-- start Supplied information --

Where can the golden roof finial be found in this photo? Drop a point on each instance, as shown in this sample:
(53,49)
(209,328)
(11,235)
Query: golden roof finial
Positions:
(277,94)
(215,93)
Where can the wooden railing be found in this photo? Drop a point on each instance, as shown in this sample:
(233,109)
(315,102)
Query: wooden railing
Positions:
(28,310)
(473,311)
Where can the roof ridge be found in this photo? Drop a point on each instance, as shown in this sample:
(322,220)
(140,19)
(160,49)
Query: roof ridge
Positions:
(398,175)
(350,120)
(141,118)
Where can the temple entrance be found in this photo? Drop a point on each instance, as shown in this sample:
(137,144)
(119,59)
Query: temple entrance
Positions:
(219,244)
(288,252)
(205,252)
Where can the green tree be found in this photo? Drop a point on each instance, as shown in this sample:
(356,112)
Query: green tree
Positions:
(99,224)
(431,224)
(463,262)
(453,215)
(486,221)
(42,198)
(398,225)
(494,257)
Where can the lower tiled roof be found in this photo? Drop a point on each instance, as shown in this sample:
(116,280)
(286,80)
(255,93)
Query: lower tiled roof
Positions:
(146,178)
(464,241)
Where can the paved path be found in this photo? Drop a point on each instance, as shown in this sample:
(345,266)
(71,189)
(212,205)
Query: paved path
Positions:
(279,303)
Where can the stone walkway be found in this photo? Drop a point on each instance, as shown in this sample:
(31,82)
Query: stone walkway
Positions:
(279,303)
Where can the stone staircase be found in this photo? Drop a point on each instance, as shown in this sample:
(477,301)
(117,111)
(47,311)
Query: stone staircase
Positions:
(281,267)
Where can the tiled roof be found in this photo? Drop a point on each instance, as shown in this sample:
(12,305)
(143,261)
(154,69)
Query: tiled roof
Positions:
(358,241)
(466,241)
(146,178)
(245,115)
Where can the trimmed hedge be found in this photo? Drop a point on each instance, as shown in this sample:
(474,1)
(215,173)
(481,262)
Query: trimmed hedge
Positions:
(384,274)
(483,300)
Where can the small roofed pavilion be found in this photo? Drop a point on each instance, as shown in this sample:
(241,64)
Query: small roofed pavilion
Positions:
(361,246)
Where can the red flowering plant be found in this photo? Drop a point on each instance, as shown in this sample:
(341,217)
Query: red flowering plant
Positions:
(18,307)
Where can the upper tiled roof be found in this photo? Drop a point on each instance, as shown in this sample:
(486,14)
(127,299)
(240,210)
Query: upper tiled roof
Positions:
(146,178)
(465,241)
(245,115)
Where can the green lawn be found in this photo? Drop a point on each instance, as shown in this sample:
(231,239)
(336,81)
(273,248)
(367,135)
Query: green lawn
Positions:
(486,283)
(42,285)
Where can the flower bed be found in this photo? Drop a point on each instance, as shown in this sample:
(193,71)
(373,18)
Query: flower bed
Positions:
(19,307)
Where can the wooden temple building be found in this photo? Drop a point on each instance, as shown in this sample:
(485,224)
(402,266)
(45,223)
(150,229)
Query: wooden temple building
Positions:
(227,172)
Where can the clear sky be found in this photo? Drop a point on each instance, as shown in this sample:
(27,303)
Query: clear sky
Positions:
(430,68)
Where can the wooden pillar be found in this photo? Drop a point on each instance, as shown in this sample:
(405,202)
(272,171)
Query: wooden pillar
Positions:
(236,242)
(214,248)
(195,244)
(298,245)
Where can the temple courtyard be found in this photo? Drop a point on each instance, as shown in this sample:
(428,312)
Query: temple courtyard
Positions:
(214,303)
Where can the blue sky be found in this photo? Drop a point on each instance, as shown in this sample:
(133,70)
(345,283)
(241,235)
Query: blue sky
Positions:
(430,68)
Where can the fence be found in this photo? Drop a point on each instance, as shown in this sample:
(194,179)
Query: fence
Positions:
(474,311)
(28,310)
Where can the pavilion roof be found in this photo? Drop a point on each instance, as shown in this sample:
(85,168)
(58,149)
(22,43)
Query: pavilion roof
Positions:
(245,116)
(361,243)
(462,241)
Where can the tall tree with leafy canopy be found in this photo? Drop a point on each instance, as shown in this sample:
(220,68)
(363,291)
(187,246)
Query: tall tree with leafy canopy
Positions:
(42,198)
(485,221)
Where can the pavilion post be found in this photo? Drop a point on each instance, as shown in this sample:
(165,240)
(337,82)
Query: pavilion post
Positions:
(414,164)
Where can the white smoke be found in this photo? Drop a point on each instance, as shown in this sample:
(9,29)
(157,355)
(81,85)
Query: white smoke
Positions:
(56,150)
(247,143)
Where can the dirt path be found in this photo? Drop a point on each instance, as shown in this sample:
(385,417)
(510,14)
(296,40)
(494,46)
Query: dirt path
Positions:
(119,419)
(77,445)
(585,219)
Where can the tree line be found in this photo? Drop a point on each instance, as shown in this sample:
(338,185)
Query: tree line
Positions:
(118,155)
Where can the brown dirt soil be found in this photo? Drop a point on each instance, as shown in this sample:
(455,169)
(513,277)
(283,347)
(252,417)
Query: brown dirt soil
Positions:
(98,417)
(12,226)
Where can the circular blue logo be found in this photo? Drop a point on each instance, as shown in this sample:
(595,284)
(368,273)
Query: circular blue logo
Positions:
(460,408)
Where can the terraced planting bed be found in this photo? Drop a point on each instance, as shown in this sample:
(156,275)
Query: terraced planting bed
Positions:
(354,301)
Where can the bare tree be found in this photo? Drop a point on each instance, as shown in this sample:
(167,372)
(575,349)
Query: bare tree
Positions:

-- end Supplied information --

Short exercise: Write out all the lines again, exactly as they are.

Solution below:
Where can the golden roof finial be found in this photo? Drop a point on each instance, as shown in this sample:
(53,49)
(209,328)
(11,235)
Query: golden roof finial
Positions:
(277,94)
(215,93)
Where can the wooden railing be found in this photo? Drop a point on each instance, as shown in this sample:
(233,109)
(315,102)
Query: wooden railing
Positions:
(28,310)
(473,311)
Where can the roof ridge be found in this photo? Drop a point on each instance, as shown in this sample:
(322,220)
(140,19)
(160,49)
Query: roof ridge
Positions:
(398,175)
(350,120)
(141,118)
Where can the temple entrance be found in this photo? Drop a point on each instance, as shown in this sample:
(137,144)
(119,59)
Query: temple entrance
Positions:
(219,244)
(288,252)
(205,252)
Where can the green tree be found in this photo? Drop a point on each instance, as shown in this sample:
(356,112)
Query: green tree
Positions:
(99,224)
(431,224)
(463,262)
(453,215)
(486,221)
(42,198)
(398,225)
(494,257)
Where can the lower tiled roof be found in this photo? Drop a point on each instance, as shown in this sample:
(116,280)
(286,80)
(255,93)
Query: lower tiled roof
Positions:
(146,178)
(464,241)
Where can the paved path be found in this photo? Drop a point on each instance, as shown in this sample:
(345,266)
(71,189)
(212,205)
Query: paved path
Positions:
(279,303)
Where can the stone walkway be found in this photo? Drop a point on each instance, as shown in this sample:
(31,82)
Query: stone walkway
Positions:
(279,303)
Where can the stone staircase be found in this photo? Drop a point on each instance, as shown in this sample:
(477,301)
(117,111)
(47,311)
Query: stone staircase
Positions:
(281,267)
Where can the tiled roof be found in this photo? Drop a point on each instance, as shown in this sample:
(12,305)
(143,261)
(154,69)
Query: tiled roof
Positions:
(358,241)
(466,241)
(146,178)
(245,115)
Where can the trimmed hedge be found in this photo? Drop a point on each instance, as shown in this sample:
(474,1)
(215,173)
(481,262)
Query: trimmed hedge
Positions:
(384,274)
(483,300)
Where can the small roofed pavilion be found in this photo? Drop a point on each instance, as shown in this sample:
(241,64)
Query: small roofed pavilion
Positions:
(361,246)
Where can the red flowering plant be found in this photo? Drop a point on each instance, as shown in this sample:
(341,217)
Query: red flowering plant
Positions:
(18,307)
Where can the upper tiled roof be found in this photo? Drop a point on each instance, as shown in this sample:
(486,14)
(127,299)
(240,210)
Query: upper tiled roof
Positions:
(146,178)
(465,241)
(245,115)
Where can the green lawn be found in this photo? Drop a point on each instance, as shown in this sample:
(231,239)
(336,81)
(273,248)
(367,135)
Query: green lawn
Positions:
(486,283)
(42,285)
Where can the flower bed be found in this photo? Drop a point on each instance, as shown in this sample:
(193,71)
(373,18)
Query: flower bed
Positions:
(19,307)
Where can the wooden temple building be found in this photo? Drop a point on each instance, as shown in this sample:
(485,224)
(402,266)
(45,223)
(150,229)
Query: wooden temple building
Positions:
(227,172)
Where can the clear sky be found in this photo? Drop a point on each instance, as shown in this sample:
(27,303)
Query: clear sky
Positions:
(430,68)
Where can the wooden pillar be found in this photo? Drop a point on each instance, as shown in this sample:
(405,202)
(272,171)
Query: wooden pillar
Positions:
(236,242)
(214,248)
(195,244)
(298,245)
Where can the temple courtyard be found in this photo? Drop a point on each instance, as shown in this sample:
(428,312)
Query: temple courtyard
Positions:
(214,303)
Where can the blue sky be found in this photo? Drop a point on each instance, as shown in this sample:
(133,70)
(345,283)
(241,235)
Query: blue sky
Positions:
(430,68)
Where can the fence be found in this photo? Drop a point on each instance, as shown in this sample:
(194,179)
Query: fence
Positions:
(474,311)
(28,310)
Where can the pavilion roof be found in this photo? Drop a point on each instance, as shown in this sample:
(85,168)
(58,149)
(22,43)
Query: pavilion roof
Positions:
(245,116)
(361,243)
(462,241)
Where can the tall tree with leafy canopy be found in this photo? Drop a point on each instance, as shown in this sample:
(220,68)
(363,291)
(187,246)
Query: tall tree with leafy canopy
Positions:
(42,198)
(485,221)
Where can the pavilion post be found in this photo? Drop a point on each instance, as shown in this sample:
(165,240)
(337,82)
Query: pavilion post
Positions:
(414,164)
Where can the white smoke be found in this photo? Drop a point on each instance, as shown in this sample:
(9,29)
(157,355)
(81,85)
Query: white smoke
Positions:
(56,150)
(247,143)
Where can the dirt path be found in this photo? Drop a point on each instance, as shown in this sample:
(385,417)
(510,14)
(296,40)
(494,46)
Query: dirt path
Positions:
(119,419)
(77,445)
(585,219)
Where can the tree line be found in this photo? Drop a point on each instance, as shown in this sample:
(338,185)
Query: tree line
Positions:
(118,155)
Where can the brown dirt soil be found in this photo? Drop a point on each instance, as shown in this sample:
(455,169)
(513,277)
(283,347)
(252,417)
Query: brown dirt soil
Positions:
(98,417)
(12,226)
Where can the circular blue logo be found in this photo? Drop a point on each instance, as shown in this sample:
(595,284)
(368,273)
Query: circular blue logo
Positions:
(460,408)
Where can the terraced planting bed be found in this photo? Drop a point on each instance, as shown in this sample:
(156,275)
Query: terraced planting bed
Positions:
(354,301)
Where can the bare tree be found in this photo? Drop a point on each instance, as shown in this sample:
(167,372)
(575,349)
Query: bare tree
Positions:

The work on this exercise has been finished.